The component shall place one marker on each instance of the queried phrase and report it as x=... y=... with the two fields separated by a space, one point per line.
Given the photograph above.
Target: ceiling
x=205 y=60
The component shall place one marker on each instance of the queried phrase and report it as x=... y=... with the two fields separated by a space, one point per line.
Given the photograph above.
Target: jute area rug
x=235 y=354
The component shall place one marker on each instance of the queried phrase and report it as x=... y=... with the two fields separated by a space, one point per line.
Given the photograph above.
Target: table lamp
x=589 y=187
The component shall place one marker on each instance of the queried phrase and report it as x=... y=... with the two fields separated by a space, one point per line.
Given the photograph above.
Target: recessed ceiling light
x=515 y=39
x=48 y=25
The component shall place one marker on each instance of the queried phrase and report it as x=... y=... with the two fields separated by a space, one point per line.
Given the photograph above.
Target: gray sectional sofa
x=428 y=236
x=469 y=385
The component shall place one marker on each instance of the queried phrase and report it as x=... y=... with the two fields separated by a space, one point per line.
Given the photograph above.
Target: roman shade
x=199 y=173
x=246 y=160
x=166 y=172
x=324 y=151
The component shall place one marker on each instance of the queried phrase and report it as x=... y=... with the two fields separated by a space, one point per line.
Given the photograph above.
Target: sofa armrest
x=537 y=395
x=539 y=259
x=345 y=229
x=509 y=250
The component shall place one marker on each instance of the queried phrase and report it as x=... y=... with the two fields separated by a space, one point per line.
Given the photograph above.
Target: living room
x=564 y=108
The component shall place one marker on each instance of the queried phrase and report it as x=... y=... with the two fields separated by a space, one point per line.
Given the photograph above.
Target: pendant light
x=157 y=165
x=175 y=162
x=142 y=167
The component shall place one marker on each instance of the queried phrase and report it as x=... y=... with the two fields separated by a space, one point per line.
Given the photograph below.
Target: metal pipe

WHAT IS REQUIRED: Write the records out again. Keep every line exactly as it is.

FINAL ANSWER:
The component shall place one marker on each instance of the queried phrase and report it as x=... y=... with the two fields separated by a space, one point per line.
Given the photograph above.
Target: ceiling
x=205 y=60
The component shall place one marker on each instance of the queried phrase and report it as x=... y=... with the two fields separated by a space, one point per line.
Given the photograph above.
Target: jute area rug
x=235 y=354
The component shall place one marker on each instance of the queried phrase and report it as x=... y=... with the two fields separated by a space, one point per line.
Given the photograph above.
Target: table lamp
x=589 y=187
The component shall place one marker on each instance of the queried phrase and report it as x=... y=... with the two fields separated by a space, one point per line.
Given the photograph above.
Target: recessed ceiling light
x=515 y=39
x=48 y=25
The component shall place one marker on each instance of the queried phrase and report it as x=... y=... with the two fields separated by a space, one point per line.
Given the photograph above.
Target: gray sectional sofa
x=428 y=236
x=469 y=385
The component shall place one marker on each instance of the queried phrase and report it as x=... y=... with the two fields separated by a space, one point per line.
Given the photograph above.
Target: roman shade
x=199 y=173
x=246 y=160
x=166 y=172
x=324 y=151
The component shall place one marker on each instance of the queried phrase and report it as x=... y=... with the two fields separated by a space, one point per line.
Given the photograph above.
Target: sofa armrest
x=537 y=395
x=539 y=259
x=345 y=229
x=509 y=250
The component shall place one marker on each instance of the queried phrase and report it as x=... y=... with the two fields separated by a space, one point per line.
Given the photograph above.
Target: living room
x=564 y=108
The component shall place one marker on each instance of the queried phrase and report it as x=... y=... with the two fields separated by a space, one point per line.
Given the photograph above.
Target: pendant light
x=157 y=165
x=175 y=162
x=142 y=167
The component shall place one marker on each instance of the queried phrase and report it as x=... y=... with the two fields separated by a space, one point per line.
Given the photograph below.
Target: metal pipe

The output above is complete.